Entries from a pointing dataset
===============
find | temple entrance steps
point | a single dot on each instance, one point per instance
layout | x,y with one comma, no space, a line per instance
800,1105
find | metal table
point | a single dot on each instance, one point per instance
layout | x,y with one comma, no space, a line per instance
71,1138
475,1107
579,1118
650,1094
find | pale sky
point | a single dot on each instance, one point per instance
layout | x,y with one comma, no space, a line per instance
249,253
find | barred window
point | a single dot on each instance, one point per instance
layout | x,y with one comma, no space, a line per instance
===============
> TASK DIRECTIONS:
Rewrite everything from the line containing "find | metal table" down to the end of the material, with "pale sky" changed to "cloudy sky" and nothing else altered.

> SOLUTION TO THIS TASK:
find | metal table
point | a single dot on each instance, one point per instance
layout | x,y with one comma, no space, a line per instance
71,1138
475,1107
579,1118
650,1094
find | cloudy sky
point | a single dot on each instance, one point per instance
layout | x,y with one comma, no space, a line per instance
249,253
find | barred window
point | a single dot on each instance, one point per instance
layout | x,y with one comma, no space, a line per instance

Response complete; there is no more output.